[start of Selected extract]
Training a Causal Language Model from Scratch
=============================================

We are now ready to train our own language model from scratch. 

We run the ``scripts/run_clm.sh`` script script to train the model. 

.. code-block:: bash
    :linenos:

    TRANSFORMERS_CACHE=/tmp/ PYTORCH_TRANSFORMERS_CACHE=/tmp/ PYTHONIOENCODING=utf-8 python src/lm/run_clm.py \
    --model_type $5 \
    --tokenizer_name $4 \
    --per_device_train_batch_size 8 \
    --per_device_eval_batch_size 8 \
    --train_file $1 \
    --validation_file $2 \
    --remove_unused_columns False \
    --preprocessing_num_workers $6 \
    --pad_to_max_length \
    --line_by_line \
    --do_train \
    --do_eval \
    --max_seq_length 512 \
    --num_train_epochs 1 \
    --overwrite_output_dir \
    --output_dir $3 \
    --report_to none \
    --cache_dir /tmp/ \
    --evaluation_strategy steps \
    --logging_steps 10000 \
    --save_steps 10000 \
    --save_total_limit 2 

However, for testing we override the parameters and write to a new script file ``scripts/run_clm_test.sh``. This following argument reduces the model size to be able to train on a CPU system.
[end of Selected extract]
[start of Collected data]
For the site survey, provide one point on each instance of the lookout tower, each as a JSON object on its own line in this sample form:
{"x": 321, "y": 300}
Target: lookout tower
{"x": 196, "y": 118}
[end of Collected data]
### What you have to do
In the training command of the causal language model section, which options take a positional shell parameter such as $1 as their value? Give each option with its parameter.

### Full solution
--model_type $5
--tokenizer_name $4
--train_file $1
--validation_file $2
--preprocessing_num_workers $6
--output_dir $3